RECORDS FOR THE TASK
+-------+

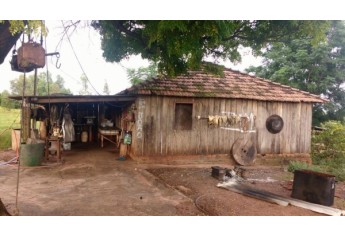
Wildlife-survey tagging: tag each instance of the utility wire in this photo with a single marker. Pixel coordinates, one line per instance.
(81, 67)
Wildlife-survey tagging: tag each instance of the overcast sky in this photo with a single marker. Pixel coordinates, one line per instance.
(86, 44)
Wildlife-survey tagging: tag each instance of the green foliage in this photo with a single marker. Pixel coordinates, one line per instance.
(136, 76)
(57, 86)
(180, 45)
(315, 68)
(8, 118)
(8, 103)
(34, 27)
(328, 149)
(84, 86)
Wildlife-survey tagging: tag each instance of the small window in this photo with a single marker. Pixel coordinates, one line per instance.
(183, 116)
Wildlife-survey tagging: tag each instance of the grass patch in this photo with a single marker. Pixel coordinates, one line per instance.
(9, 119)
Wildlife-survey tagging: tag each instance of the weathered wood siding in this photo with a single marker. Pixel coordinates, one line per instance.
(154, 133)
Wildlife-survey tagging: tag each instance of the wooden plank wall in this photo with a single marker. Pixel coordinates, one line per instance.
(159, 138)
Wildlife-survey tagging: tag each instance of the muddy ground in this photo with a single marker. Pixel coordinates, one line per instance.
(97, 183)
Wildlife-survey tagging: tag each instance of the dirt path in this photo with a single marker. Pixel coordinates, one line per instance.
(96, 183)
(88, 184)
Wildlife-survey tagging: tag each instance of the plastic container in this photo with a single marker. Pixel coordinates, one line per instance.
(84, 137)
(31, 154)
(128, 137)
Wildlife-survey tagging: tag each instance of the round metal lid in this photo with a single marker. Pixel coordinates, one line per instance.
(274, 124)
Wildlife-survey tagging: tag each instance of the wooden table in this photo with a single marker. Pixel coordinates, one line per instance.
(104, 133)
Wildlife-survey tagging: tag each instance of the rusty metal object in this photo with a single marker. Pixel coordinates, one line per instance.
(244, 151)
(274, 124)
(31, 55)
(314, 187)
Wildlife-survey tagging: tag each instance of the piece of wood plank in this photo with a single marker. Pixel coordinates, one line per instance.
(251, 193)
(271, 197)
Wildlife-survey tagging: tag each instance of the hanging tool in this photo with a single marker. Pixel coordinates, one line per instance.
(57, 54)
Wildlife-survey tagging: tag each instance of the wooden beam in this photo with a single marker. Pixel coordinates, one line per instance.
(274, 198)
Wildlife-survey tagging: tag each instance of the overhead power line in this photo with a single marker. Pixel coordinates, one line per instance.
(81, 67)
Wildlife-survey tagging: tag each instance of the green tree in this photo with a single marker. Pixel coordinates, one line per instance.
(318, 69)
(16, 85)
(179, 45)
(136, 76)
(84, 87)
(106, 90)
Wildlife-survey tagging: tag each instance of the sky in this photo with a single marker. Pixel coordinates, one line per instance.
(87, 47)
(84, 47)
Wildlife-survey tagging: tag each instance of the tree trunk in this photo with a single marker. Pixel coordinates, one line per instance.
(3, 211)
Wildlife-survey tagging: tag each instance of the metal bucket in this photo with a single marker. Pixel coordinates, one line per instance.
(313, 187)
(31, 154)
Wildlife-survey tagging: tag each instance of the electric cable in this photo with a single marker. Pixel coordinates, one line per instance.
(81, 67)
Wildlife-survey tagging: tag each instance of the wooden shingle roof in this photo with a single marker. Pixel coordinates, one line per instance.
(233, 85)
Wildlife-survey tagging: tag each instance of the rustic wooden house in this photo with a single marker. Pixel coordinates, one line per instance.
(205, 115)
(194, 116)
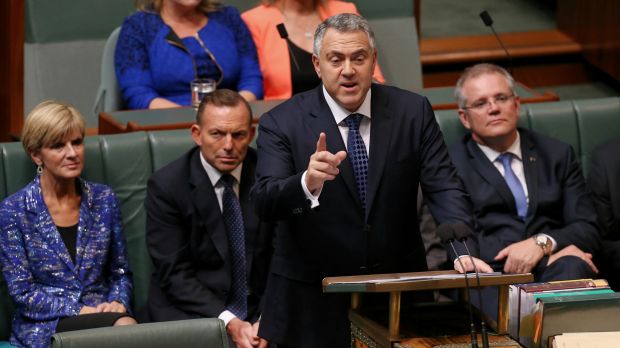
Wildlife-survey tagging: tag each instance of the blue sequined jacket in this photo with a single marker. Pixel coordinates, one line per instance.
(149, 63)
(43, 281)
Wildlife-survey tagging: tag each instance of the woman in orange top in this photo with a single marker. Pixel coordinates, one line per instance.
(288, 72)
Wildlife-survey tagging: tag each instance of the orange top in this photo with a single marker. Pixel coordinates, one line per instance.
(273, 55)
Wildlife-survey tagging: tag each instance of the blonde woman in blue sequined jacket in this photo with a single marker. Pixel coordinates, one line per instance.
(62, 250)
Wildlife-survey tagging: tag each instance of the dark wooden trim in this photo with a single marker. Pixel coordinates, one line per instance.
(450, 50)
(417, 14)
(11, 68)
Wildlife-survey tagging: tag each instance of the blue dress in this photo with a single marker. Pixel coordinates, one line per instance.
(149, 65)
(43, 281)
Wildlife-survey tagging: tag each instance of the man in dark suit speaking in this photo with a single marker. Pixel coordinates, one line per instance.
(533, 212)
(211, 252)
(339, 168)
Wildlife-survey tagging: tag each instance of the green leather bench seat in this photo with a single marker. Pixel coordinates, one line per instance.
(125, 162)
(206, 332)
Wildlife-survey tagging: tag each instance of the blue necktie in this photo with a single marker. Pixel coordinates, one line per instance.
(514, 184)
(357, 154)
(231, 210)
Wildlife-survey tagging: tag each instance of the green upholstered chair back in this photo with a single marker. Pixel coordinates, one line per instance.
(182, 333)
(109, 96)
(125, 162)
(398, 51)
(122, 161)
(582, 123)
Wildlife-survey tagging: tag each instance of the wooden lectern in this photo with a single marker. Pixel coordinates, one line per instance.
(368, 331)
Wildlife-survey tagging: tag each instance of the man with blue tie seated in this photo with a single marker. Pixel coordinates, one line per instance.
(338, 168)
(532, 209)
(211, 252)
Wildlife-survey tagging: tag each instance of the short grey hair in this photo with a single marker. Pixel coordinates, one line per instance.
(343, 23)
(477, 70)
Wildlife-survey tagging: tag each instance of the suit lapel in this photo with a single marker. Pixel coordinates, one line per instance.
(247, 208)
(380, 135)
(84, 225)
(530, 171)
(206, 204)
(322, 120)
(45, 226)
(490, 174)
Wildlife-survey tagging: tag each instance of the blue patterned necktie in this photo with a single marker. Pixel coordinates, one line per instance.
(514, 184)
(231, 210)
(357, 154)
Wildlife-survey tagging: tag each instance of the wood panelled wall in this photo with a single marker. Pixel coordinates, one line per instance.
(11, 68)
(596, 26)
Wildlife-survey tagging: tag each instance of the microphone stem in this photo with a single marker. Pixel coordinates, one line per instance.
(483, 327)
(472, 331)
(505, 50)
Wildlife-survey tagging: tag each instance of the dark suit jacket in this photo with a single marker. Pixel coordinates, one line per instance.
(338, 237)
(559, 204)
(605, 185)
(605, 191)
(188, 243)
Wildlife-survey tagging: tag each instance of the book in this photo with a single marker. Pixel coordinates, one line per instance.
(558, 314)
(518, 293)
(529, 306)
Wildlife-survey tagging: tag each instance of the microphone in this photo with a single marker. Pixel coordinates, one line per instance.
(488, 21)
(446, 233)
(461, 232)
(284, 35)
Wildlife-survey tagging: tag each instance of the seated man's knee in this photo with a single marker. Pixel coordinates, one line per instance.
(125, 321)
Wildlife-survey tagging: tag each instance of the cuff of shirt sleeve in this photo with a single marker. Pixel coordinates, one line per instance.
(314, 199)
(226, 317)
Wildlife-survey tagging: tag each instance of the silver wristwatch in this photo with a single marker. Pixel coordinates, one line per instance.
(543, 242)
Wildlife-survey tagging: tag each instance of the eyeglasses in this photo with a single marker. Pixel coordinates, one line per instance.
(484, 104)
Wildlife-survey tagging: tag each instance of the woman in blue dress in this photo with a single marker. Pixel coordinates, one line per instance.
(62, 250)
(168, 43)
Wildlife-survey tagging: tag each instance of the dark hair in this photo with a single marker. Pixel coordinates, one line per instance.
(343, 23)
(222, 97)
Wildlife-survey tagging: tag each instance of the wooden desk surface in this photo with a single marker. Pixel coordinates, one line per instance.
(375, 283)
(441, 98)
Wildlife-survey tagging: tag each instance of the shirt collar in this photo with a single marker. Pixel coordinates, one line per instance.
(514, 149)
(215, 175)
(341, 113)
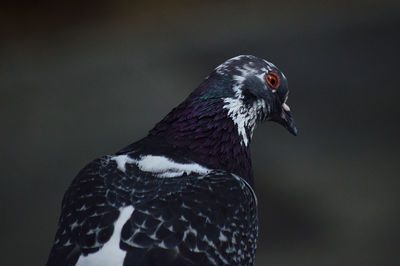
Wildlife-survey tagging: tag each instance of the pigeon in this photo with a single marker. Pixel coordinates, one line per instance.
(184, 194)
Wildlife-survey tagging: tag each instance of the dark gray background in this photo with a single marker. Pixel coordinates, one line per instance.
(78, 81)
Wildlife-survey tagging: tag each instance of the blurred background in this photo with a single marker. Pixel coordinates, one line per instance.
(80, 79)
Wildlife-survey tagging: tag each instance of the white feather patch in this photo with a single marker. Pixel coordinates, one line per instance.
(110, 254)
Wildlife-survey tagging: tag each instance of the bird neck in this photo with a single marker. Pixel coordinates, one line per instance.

+-------+

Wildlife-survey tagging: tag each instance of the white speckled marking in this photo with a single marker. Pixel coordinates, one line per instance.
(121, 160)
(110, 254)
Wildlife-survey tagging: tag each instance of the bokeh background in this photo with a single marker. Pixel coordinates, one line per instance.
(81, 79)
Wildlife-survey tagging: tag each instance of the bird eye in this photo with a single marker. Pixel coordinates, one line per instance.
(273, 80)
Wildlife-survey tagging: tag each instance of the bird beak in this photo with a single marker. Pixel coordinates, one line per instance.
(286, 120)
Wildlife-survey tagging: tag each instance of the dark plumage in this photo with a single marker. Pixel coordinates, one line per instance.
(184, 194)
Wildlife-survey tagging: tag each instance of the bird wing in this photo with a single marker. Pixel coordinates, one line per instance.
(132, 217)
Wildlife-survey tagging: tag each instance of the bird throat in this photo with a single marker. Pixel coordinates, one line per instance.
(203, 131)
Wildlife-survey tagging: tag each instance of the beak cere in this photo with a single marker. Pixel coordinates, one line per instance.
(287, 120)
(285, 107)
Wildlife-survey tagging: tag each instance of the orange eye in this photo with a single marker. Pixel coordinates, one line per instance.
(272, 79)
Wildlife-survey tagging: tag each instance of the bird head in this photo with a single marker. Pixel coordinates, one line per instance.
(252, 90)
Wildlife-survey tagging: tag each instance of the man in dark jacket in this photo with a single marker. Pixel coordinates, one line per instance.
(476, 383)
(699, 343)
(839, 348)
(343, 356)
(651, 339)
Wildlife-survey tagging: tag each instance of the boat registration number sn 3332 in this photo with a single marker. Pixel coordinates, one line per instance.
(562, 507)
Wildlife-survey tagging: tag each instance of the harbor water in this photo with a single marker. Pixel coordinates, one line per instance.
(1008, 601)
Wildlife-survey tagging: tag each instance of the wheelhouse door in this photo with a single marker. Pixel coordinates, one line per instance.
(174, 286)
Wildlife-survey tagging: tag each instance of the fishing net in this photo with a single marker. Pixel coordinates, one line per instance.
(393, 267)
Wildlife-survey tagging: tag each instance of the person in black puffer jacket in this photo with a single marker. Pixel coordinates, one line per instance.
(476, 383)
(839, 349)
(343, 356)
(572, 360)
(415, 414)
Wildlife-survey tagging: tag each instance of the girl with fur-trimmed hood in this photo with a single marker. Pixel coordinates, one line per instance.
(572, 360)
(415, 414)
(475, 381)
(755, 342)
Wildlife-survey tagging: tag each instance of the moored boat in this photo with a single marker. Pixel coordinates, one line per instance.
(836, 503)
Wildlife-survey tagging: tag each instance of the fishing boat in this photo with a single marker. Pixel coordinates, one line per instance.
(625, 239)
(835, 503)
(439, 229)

+-------+

WRITTEN EXERCISE
Please pick out every line of the entries above that contains the word "patch" and copy each of those lines.

RESPONSE TO THIS EXERCISE
Wildlife-survey tagging: tag each instance of the grass patch in this photo with a single marker. Pixel coordinates, one line per instance.
Wildlife-survey tagging: tag each instance of the white feather patch in this photo with a single marker. Pixel coordinates, one line per instance.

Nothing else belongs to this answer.